• **Aim**:
Take the line that contains "Where can the green wristband" as the first line and the final line of the records as the last; return exactly those lines and the lines between.

(Coordinate annotation entries)
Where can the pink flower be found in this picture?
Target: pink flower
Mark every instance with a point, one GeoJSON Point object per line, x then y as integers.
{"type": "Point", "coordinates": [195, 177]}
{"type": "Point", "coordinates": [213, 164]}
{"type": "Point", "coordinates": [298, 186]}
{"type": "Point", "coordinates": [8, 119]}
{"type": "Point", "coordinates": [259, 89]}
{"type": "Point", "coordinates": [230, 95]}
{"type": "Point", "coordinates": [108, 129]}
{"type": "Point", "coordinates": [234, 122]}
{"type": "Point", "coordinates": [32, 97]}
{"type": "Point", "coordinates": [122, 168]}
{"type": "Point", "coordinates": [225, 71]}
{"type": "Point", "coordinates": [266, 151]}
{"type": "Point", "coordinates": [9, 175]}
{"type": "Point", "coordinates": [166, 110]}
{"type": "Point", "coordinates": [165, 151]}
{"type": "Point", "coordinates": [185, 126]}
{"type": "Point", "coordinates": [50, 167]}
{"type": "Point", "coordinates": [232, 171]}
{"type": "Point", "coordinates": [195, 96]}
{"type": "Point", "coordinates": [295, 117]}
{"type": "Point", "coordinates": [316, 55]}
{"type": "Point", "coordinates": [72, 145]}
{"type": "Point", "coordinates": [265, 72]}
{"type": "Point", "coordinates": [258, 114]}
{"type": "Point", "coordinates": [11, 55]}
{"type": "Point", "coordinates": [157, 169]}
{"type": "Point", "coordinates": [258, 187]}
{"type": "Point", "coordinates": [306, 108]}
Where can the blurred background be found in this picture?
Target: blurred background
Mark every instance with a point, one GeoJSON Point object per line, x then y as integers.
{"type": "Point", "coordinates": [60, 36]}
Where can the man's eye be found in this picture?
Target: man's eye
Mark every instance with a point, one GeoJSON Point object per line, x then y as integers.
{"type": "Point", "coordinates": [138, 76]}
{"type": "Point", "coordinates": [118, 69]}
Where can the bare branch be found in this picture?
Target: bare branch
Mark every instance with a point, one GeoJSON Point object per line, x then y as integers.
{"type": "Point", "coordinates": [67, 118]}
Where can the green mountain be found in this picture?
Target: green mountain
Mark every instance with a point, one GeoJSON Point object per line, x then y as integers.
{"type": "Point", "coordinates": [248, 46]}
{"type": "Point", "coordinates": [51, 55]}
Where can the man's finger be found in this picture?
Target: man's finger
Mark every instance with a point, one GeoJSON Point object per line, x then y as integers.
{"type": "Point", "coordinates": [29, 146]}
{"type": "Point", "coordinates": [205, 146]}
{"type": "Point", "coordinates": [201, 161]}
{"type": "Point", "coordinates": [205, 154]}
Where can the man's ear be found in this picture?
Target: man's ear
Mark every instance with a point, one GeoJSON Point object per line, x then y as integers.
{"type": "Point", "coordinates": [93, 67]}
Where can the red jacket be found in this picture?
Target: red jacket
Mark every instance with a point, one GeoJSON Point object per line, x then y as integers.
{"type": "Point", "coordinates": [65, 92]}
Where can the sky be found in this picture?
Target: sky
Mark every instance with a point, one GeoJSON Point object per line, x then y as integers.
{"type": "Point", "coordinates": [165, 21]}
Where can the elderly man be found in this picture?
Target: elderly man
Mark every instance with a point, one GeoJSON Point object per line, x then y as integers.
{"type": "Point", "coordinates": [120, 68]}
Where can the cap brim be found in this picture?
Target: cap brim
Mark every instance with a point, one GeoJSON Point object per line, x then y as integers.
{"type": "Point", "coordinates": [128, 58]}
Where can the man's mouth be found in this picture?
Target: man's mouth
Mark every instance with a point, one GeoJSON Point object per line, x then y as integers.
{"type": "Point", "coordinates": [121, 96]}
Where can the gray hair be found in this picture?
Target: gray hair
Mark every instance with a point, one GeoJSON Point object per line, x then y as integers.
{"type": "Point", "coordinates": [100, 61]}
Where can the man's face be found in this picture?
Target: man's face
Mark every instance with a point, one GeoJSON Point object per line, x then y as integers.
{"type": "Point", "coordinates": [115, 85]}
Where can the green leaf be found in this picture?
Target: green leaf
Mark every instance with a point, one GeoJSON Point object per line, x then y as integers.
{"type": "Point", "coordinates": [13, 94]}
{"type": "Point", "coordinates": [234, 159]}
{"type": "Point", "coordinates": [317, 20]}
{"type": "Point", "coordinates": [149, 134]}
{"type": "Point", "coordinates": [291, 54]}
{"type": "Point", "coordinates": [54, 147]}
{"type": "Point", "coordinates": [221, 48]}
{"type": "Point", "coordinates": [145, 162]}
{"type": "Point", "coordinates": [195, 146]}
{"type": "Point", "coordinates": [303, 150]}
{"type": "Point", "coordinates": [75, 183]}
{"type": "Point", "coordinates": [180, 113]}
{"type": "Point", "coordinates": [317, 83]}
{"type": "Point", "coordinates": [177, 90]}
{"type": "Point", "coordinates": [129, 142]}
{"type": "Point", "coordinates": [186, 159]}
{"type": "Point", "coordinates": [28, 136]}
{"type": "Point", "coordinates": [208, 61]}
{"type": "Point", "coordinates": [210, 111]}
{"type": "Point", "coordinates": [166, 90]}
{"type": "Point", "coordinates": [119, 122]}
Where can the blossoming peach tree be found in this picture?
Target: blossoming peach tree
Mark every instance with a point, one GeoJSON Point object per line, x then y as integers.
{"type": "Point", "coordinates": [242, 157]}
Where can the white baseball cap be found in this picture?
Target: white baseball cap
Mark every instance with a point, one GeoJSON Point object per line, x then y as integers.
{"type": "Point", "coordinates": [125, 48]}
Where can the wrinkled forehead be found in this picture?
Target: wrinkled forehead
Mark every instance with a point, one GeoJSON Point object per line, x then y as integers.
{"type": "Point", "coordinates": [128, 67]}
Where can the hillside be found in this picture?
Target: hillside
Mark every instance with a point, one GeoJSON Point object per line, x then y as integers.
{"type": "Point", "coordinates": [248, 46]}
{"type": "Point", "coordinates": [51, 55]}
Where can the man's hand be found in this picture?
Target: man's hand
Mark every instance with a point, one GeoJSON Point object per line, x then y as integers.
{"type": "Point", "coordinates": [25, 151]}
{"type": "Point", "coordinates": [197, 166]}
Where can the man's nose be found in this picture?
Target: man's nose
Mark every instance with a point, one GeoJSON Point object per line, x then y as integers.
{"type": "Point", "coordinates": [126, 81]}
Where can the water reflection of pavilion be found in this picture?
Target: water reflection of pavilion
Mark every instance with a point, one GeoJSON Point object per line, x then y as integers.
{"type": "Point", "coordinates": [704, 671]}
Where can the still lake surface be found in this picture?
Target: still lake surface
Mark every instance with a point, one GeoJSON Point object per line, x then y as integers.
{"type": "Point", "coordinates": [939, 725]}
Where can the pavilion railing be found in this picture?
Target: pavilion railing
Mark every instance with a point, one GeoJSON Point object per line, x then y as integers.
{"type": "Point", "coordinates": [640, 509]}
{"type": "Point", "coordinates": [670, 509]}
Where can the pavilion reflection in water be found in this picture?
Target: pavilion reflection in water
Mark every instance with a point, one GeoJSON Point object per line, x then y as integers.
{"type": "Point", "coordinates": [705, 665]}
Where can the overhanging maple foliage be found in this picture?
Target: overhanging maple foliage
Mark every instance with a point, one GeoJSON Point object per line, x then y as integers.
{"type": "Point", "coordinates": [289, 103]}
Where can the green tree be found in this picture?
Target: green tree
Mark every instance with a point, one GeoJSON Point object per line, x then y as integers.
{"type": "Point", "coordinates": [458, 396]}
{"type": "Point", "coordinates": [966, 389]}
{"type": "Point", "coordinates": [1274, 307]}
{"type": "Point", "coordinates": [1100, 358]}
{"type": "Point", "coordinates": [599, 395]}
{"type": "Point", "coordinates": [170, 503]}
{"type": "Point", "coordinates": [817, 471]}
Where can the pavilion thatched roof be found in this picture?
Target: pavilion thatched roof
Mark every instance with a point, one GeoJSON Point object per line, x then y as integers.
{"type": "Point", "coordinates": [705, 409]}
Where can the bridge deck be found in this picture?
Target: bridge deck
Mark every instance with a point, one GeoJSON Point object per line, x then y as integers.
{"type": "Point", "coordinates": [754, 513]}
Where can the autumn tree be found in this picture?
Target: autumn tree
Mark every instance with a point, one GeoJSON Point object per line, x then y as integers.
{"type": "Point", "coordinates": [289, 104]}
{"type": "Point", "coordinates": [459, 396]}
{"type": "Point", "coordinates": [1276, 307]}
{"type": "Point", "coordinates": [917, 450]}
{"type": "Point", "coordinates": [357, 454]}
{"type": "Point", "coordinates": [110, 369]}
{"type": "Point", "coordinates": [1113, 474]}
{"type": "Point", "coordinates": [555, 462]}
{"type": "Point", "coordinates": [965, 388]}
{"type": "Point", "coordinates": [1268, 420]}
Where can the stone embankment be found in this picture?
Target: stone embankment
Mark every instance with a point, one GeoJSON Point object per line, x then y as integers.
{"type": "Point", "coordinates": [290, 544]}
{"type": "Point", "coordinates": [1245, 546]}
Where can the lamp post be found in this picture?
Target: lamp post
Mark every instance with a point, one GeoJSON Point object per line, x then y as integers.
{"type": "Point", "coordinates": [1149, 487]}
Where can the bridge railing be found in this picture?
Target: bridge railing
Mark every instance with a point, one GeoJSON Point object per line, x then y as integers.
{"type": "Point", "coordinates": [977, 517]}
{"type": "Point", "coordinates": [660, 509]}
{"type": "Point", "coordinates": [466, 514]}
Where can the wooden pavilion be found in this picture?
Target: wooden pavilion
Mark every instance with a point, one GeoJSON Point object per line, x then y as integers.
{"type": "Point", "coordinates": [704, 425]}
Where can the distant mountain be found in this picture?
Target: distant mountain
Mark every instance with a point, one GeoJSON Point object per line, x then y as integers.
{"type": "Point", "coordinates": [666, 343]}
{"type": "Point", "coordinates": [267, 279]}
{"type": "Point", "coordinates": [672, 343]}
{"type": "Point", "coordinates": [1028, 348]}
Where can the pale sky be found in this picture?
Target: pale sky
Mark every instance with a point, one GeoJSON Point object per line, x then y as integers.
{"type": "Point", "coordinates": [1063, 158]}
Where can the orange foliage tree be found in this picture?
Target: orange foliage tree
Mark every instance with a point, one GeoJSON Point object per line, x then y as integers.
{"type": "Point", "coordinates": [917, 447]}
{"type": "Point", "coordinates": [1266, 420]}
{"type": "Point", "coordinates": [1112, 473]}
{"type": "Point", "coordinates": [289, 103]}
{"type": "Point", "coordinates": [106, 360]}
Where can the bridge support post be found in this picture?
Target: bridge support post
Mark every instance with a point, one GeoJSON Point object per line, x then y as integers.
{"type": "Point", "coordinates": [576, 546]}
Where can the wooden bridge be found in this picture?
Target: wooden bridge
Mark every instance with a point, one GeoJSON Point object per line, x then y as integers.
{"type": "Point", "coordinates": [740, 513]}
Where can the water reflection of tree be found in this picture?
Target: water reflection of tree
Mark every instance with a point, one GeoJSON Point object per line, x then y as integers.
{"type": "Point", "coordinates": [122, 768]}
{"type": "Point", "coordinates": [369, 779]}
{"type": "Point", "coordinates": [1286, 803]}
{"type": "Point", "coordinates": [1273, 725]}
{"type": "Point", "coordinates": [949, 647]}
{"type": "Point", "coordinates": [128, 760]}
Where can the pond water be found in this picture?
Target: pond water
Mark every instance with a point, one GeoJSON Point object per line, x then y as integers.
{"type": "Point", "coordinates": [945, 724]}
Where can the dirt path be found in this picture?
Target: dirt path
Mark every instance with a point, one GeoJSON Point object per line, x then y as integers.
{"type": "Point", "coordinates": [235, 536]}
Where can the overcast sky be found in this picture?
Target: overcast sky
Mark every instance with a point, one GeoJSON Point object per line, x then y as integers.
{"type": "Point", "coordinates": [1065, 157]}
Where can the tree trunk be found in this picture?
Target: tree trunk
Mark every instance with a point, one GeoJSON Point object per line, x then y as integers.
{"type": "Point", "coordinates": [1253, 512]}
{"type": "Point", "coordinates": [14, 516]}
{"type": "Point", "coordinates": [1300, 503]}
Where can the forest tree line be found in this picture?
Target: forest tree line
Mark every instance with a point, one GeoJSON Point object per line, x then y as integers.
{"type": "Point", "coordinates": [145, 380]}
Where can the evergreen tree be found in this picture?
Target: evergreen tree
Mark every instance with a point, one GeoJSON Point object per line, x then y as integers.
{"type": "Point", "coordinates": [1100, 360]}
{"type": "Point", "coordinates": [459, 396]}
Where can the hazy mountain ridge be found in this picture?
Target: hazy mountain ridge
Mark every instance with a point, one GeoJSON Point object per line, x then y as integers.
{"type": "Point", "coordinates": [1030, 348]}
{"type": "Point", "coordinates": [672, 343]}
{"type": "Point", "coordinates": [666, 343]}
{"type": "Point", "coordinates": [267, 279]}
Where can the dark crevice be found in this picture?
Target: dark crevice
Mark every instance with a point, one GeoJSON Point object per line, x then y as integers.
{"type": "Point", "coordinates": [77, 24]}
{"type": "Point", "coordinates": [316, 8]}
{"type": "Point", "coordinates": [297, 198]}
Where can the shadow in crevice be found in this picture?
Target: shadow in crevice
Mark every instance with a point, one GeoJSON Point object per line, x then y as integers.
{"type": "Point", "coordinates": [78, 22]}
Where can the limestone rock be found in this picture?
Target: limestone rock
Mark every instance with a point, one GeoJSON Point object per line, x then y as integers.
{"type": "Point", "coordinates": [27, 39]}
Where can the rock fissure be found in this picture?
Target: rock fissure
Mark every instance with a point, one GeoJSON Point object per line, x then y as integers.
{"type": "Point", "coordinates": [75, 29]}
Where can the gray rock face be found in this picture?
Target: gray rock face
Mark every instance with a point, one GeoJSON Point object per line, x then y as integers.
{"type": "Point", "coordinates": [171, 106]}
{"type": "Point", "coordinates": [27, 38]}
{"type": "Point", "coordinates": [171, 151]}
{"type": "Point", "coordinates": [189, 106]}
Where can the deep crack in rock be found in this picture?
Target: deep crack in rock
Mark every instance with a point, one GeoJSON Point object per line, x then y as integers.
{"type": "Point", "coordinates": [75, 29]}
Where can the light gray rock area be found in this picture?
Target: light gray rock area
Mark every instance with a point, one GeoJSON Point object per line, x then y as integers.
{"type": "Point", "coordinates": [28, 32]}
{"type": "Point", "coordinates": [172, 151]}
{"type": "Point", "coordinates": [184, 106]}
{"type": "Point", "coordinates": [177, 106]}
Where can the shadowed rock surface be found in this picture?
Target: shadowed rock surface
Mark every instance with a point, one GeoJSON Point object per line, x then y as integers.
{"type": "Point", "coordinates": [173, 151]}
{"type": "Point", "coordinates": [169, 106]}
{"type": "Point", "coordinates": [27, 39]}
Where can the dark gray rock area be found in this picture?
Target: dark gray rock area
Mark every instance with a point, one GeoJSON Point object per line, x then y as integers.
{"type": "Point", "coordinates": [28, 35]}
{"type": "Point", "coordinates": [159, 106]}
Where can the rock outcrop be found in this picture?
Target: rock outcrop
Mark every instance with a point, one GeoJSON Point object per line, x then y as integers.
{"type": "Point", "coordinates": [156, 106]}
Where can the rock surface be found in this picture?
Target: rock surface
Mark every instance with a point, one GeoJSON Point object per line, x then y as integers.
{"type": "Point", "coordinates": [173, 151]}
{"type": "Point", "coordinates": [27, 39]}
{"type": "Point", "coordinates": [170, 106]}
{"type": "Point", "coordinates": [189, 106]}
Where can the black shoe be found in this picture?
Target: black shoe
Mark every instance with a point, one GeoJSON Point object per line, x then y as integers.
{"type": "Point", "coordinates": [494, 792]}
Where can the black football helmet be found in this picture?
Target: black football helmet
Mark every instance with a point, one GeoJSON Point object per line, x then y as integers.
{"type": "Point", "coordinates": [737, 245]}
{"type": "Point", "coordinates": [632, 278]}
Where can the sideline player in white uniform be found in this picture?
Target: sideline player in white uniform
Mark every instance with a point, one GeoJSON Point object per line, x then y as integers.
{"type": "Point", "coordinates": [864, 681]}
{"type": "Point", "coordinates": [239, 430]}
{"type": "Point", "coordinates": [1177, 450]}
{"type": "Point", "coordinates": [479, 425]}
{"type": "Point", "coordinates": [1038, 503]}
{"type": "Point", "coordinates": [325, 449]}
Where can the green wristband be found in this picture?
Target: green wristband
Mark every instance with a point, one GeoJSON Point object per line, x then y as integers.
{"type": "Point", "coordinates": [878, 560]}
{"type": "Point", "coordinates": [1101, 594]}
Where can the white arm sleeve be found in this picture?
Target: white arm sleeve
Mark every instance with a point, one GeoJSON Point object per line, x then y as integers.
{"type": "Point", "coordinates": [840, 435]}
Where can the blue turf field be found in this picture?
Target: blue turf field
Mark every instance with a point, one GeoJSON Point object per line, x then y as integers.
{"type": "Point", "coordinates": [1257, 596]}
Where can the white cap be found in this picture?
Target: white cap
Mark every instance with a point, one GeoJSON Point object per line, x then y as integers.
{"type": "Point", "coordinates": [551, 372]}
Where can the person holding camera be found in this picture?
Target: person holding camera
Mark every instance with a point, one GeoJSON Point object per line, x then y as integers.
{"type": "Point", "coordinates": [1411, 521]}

• **Right answer**:
Where can the green wristband be found in this picture?
Target: green wristband
Mark every instance with a point, one GeoJSON Point object per line, x then y as integers.
{"type": "Point", "coordinates": [878, 560]}
{"type": "Point", "coordinates": [1101, 594]}
Where can the white arm sleeve be found in this picture?
Target: white arm sleeve
Mark every instance with a point, one GeoJSON Point object per line, x then y as integers.
{"type": "Point", "coordinates": [840, 435]}
Where can the blue turf field be found in this picture?
Target: blue turf field
Mark every instance with a point, one GeoJSON Point object per line, x then y as integers.
{"type": "Point", "coordinates": [1257, 596]}
Where can the white cap be found in this picture?
Target: white cap
Mark every instance with a point, one GeoJSON Point object per line, x then y as integers.
{"type": "Point", "coordinates": [551, 372]}
Where can the person holding camera be found in this picture?
Target: person holding camera
Mark every instance with a point, one GeoJSON Point object per line, x then y as integers.
{"type": "Point", "coordinates": [1411, 521]}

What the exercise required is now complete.